2. Esta reclamação para a conferência surge enquadrada
numa sequência processual, ocorrida na situação de suspensão da instância
(determinada pelo Acórdão nº 142/94, de 26 de Janeiro de 1994, proferido a fls.
98-107), que importa sumariamente relatar:
- o ora reclamante começou por formular um pedido de
emissão de certidão, gratuita ou onerosamente, consoante se entendesse
beneficiar ou não o requerente de apoio judiciário (requerimento de fls. 118);
- esse requerimento foi deferido pelo despacho da
relatora de fls. 119 (de 28 de Setembro de 1994), que determinou a emissão
onerosa e não gratuita dessa certidão, por não resultar dos autos que o
requerente beneficiasse de apoio judiciário;
- o ora reclamante pretendeu reclamar para a conferência
do despacho de fls. 119 (requerimento de fls. 120), mas esse requerimento foi
indeferido pelo despacho da relatora de fls. 122-123 (de 17 de Novembro de
1994), por se entender que o despacho que ordena a emissão de certidão pedida
pelo requerente e em termos por ele pedidos, nada decidindo de novo sobre a
matéria de apoio judiciário, constitui despacho de mero expediente, pelo que,
não sendo admissível a reclamação para a conferência de despachos de mero
expediente, face ao disposto no artigo 700º, nº 3, do Código de Processo Civil,
inexistia fundamento legal para submeter o despacho em causa à conferência;
- em seguida, o ora reclamante pretendeu arguir uma
suposta nulidade do despacho de fls. 122-123 (requerimento de fls. 125) que não
foi atendida como tal pelo despacho de fls. 126 (de 23 de Janeiro de 1995), no
qual se determinou o envio de cópia de peças processuais que esclareceriam o
requerente acerca da matéria exposta no seu requerimento;
- veio então o ora reclamante deduzir reclamação para a
conferência do despacho da relatora de fls. 122-123 (requerimento de fls. 127),
mas esse requerimento foi indeferido pelo mencionado despacho da relatora de
fls. 131‑134 (de 14 de Março de 1995), ora reclamado.
3. Através desse requerimento de fls. 127 pretendia o
ora reclamante que fosse reponderado um apoio judiciário de que tem dito
beneficiar, na perspectiva da gratuitidade daquela certidão.
Aí sustentou o requerente que esse despacho de fls.

Entradas dos dados:
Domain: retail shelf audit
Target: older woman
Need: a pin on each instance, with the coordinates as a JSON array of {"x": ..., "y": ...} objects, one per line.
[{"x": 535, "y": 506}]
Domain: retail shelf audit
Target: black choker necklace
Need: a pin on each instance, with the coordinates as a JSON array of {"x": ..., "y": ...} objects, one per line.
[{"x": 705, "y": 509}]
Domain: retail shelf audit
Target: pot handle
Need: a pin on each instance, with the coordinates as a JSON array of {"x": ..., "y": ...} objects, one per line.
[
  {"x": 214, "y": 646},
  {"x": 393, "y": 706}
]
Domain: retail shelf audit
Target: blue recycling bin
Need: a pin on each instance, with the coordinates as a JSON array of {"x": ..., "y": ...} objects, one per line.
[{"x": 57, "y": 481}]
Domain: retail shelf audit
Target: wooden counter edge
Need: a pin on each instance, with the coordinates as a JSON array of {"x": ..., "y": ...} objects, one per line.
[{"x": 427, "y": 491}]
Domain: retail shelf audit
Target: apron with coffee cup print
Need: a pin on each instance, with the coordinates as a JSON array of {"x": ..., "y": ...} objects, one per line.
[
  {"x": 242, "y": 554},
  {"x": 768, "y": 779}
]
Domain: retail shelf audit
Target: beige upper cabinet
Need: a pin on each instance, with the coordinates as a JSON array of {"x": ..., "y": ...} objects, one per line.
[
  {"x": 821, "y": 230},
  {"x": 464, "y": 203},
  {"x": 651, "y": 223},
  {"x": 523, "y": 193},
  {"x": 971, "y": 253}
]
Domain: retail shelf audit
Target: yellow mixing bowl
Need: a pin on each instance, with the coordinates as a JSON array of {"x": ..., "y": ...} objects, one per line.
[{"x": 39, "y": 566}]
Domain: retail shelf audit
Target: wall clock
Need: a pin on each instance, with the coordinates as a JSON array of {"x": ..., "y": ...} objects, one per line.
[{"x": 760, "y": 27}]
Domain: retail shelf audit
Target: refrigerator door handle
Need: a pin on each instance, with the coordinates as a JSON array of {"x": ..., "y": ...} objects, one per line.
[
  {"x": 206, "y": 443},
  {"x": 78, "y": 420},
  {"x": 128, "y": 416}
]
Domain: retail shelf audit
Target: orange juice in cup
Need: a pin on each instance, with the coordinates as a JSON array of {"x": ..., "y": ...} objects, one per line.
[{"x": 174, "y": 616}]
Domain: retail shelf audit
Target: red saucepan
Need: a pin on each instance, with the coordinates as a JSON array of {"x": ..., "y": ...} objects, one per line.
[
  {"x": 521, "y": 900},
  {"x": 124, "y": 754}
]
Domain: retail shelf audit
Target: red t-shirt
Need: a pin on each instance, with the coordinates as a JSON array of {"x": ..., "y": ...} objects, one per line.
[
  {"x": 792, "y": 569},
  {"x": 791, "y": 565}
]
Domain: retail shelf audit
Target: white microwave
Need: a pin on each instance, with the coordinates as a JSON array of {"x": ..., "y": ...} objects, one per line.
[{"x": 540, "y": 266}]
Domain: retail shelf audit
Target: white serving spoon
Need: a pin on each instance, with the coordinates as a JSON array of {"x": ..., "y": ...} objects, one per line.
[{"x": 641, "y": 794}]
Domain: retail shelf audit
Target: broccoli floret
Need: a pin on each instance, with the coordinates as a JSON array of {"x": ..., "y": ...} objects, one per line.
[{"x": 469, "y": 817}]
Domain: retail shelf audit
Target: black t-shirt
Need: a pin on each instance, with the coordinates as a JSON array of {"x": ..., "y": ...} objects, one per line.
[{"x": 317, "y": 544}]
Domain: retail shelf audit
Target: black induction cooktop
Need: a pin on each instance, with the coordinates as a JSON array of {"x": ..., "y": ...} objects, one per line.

O que fazer:
**1)** Explique, em uma a três frases, por que razão o despacho da relatora de fls. 122-123, referido no excerto, indeferiu o requerimento de fls. 120.
**2)** Localize todas as linhas das entradas que contêm a sequência "shirt" e copie cada uma delas.

Soluções do exercício:
**1)** O requerimento foi indeferido porque se entendeu que o despacho que ordena a emissão da certidão pedida pelo requerente, nos termos por ele pedidos e sem decidir nada de novo sobre o apoio judiciário, é um despacho de mero expediente. Como o artigo 700º, nº 3, do Código de Processo Civil não admite reclamação para a conferência de despachos de mero expediente, não havia fundamento legal para submeter esse despacho à conferência.

**2)**
Target: red t-shirt
Target: black t-shirt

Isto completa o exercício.